Region annotation entries
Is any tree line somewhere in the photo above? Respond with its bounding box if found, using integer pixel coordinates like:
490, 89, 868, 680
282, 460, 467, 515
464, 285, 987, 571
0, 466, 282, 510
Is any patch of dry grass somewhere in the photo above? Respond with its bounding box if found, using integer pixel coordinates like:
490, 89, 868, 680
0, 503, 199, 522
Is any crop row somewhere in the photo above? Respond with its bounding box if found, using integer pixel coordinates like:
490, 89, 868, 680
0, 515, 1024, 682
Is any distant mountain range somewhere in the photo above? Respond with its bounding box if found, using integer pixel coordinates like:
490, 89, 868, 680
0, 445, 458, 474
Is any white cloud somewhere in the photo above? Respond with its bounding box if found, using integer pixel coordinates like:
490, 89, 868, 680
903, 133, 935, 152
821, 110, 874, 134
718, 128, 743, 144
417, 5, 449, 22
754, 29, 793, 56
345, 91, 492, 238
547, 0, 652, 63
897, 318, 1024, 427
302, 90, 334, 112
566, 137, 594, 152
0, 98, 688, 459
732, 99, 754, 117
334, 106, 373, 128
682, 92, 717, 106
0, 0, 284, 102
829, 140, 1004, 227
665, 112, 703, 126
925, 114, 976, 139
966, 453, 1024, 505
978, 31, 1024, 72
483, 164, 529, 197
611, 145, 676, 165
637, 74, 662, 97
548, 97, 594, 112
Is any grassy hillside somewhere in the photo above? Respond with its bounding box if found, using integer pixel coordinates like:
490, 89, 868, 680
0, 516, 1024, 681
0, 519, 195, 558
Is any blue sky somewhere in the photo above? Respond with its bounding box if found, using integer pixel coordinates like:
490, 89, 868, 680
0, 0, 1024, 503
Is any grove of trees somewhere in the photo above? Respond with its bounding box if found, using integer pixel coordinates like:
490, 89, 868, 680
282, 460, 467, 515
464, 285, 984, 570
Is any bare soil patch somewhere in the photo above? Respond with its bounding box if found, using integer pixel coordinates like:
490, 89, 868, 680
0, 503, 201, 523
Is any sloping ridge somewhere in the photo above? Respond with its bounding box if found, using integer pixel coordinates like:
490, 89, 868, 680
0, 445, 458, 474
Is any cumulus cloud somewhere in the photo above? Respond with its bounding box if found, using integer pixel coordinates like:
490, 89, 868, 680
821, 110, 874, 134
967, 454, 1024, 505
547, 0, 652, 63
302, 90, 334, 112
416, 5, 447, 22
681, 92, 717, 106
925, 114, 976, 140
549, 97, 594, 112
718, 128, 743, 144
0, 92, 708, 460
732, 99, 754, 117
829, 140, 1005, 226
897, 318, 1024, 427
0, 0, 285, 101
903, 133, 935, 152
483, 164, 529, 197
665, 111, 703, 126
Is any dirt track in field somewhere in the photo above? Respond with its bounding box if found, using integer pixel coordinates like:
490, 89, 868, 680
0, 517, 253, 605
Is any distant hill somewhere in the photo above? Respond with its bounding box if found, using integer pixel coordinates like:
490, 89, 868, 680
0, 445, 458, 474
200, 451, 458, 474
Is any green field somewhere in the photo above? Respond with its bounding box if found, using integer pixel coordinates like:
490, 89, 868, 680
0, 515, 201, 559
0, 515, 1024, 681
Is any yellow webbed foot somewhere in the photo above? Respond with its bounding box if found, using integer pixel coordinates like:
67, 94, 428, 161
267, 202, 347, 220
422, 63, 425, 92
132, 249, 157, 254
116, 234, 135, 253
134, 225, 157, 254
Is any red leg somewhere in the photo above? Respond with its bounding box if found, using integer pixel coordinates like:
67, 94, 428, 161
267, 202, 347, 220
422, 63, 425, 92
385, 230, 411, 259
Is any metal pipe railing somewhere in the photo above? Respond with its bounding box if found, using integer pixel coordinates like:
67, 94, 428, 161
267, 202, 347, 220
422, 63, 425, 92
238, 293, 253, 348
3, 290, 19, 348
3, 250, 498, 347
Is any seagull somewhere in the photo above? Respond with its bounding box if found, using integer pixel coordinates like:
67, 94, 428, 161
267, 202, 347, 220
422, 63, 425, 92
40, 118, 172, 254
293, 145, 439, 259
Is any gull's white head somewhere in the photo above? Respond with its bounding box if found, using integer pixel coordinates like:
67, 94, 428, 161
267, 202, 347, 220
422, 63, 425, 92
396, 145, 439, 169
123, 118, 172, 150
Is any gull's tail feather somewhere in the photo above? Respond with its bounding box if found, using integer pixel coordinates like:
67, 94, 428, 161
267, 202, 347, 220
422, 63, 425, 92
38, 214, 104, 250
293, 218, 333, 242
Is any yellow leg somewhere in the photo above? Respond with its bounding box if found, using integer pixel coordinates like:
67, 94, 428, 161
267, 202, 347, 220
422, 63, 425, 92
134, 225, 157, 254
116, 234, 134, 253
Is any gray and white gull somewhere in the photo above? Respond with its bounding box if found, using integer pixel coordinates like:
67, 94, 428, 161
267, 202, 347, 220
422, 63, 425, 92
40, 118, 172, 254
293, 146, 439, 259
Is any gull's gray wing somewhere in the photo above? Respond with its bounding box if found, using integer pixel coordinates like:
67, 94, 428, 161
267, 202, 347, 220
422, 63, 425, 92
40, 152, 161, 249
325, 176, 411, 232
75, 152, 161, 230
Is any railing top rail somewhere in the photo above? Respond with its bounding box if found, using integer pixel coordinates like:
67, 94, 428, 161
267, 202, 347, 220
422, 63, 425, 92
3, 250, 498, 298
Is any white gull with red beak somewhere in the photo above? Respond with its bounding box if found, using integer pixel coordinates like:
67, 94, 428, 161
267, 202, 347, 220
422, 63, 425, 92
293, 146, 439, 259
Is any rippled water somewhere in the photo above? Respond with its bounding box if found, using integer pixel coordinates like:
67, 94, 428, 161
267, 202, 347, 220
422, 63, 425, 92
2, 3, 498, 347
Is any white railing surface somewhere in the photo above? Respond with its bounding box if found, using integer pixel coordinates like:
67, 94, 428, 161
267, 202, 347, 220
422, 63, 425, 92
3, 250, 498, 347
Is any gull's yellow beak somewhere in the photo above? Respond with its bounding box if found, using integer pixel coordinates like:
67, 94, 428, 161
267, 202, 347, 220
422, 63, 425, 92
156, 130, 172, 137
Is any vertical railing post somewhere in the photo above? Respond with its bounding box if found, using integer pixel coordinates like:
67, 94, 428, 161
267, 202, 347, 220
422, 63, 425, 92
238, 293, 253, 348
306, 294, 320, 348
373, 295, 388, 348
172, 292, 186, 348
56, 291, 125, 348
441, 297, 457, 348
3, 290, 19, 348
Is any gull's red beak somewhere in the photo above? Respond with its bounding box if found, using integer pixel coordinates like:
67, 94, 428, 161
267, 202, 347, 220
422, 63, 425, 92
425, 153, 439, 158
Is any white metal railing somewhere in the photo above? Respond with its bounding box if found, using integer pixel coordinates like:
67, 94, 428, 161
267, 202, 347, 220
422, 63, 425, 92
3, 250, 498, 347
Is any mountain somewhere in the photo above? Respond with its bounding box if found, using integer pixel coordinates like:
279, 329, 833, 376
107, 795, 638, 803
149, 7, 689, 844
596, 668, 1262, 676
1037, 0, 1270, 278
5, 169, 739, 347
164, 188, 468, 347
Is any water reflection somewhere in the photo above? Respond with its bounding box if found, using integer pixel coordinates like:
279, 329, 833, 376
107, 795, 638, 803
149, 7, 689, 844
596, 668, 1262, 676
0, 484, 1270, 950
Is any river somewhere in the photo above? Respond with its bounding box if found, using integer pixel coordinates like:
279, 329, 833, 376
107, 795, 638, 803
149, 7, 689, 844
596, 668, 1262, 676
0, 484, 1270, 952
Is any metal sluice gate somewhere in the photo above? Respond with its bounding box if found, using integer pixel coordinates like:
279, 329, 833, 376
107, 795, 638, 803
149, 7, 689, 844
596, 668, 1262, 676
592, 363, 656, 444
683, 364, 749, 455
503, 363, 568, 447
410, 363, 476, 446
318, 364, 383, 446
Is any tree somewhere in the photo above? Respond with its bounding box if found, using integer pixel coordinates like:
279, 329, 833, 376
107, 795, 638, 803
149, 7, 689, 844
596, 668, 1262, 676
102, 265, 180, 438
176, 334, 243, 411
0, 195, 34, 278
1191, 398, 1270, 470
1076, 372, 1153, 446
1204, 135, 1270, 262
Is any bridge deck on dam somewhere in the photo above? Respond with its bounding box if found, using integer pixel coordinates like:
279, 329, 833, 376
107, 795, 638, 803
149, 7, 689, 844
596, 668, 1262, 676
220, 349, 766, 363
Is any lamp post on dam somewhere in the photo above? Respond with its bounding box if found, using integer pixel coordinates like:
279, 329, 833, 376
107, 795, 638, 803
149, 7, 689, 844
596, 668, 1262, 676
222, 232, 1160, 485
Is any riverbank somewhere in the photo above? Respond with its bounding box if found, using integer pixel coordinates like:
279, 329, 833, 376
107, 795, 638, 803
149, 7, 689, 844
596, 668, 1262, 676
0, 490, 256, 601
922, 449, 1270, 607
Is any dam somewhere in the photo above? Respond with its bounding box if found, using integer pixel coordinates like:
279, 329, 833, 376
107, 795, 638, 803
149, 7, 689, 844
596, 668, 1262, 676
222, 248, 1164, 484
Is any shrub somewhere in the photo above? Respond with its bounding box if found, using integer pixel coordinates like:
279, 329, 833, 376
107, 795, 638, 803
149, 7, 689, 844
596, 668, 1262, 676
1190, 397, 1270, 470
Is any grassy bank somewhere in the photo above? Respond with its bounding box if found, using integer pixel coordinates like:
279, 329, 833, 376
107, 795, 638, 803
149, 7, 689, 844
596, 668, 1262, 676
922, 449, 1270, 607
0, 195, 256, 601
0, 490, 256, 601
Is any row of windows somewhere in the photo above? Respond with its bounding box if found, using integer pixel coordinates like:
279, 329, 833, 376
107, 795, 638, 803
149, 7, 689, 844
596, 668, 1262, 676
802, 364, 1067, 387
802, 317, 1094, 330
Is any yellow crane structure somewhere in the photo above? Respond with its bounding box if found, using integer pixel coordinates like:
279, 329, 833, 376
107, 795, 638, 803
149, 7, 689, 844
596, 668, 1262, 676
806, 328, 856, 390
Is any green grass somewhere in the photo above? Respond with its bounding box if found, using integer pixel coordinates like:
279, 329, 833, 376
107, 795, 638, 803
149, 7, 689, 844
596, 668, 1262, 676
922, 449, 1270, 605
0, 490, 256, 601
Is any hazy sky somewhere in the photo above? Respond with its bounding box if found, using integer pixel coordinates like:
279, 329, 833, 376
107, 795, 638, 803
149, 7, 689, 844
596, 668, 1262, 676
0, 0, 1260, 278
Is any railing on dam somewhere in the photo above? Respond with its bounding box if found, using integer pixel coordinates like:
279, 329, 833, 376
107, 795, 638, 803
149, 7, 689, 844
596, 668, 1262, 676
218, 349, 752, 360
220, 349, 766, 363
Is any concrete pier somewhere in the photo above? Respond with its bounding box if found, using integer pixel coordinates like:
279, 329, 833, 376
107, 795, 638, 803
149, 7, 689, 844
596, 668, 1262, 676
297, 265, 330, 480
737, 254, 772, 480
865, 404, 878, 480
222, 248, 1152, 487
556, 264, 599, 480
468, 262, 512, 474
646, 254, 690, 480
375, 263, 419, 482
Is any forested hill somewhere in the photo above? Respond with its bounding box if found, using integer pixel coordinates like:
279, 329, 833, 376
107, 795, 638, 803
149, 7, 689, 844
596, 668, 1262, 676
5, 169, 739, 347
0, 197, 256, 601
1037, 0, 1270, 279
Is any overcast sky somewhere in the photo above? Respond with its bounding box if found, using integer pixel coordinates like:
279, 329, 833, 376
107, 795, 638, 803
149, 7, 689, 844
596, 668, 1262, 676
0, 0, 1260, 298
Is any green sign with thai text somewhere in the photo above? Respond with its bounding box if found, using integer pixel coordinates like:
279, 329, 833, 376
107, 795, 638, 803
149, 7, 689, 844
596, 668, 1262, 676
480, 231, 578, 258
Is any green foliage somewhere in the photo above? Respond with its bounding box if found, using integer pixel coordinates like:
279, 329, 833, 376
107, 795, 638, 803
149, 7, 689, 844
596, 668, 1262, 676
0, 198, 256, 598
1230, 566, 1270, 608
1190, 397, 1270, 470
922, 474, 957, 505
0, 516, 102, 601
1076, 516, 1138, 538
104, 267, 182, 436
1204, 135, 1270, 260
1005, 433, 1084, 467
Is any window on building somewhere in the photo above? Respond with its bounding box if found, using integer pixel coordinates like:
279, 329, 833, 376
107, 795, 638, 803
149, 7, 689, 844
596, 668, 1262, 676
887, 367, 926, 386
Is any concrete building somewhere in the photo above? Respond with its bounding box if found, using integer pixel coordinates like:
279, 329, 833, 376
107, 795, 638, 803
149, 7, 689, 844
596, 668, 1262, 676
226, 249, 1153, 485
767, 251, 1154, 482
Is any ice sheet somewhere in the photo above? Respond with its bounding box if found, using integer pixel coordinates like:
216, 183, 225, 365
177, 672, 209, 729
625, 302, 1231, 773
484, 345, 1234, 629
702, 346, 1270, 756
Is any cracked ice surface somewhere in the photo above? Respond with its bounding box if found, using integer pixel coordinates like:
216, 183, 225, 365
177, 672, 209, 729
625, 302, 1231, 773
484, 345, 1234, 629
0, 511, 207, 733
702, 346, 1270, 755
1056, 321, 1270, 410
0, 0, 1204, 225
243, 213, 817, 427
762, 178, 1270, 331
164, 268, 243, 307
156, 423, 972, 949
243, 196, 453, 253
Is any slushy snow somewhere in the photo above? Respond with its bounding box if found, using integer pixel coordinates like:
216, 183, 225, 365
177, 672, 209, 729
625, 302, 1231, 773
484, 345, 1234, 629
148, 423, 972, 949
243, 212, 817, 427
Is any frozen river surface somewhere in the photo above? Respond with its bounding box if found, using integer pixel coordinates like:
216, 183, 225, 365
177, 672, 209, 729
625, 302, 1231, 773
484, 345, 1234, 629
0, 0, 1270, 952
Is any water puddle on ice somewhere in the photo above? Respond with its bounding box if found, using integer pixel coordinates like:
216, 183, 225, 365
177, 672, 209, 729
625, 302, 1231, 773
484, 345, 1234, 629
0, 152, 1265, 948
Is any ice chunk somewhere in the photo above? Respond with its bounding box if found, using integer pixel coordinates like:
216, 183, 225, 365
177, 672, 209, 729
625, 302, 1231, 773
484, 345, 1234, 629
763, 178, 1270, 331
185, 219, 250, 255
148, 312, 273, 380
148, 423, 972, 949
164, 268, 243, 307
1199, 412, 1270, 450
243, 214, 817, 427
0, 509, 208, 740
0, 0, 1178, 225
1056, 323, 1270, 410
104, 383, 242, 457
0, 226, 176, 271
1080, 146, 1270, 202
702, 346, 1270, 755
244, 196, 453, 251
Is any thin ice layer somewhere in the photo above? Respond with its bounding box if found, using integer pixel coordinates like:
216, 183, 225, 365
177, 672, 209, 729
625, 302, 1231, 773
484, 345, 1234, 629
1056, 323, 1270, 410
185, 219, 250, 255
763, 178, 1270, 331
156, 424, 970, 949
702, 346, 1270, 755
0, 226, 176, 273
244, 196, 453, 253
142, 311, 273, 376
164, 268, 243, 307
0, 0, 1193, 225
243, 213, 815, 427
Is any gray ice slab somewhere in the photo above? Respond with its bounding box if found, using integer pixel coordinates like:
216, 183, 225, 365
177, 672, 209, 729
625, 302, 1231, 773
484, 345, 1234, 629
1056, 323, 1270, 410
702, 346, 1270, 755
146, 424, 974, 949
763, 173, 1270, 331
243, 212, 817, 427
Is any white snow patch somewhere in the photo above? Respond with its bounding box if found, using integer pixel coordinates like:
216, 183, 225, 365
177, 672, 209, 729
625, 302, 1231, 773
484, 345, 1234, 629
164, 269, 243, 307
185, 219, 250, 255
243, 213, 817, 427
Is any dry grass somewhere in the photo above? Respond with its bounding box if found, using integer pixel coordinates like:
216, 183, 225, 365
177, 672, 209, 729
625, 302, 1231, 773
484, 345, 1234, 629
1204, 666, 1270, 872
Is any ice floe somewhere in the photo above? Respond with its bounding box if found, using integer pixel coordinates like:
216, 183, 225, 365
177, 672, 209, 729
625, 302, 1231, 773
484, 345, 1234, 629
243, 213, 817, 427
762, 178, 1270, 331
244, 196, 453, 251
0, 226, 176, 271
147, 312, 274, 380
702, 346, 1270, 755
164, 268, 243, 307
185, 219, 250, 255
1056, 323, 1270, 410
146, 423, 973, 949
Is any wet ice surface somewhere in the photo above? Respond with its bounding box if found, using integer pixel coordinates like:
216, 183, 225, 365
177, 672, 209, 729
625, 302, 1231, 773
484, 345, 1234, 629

*SET EXERCISE*:
Edit the lines starting at the one containing "Is any water reflection" and ending at the one containing "0, 484, 1270, 952" so that "water reflection" becomes "pond surface". Leave everything else unchanged.

*CORRECT ANSWER*:
Is any pond surface somewhere in the photo above? Respond with its bounding box if found, using integer pixel coordinates like:
279, 329, 833, 376
107, 795, 638, 803
149, 7, 689, 844
596, 668, 1262, 676
0, 484, 1270, 950
Is any river somewhere in the photo above? Respond with its bounding box if found, using integer pixel coordinates like:
279, 329, 833, 376
107, 795, 638, 803
149, 7, 689, 844
596, 668, 1262, 676
0, 484, 1270, 952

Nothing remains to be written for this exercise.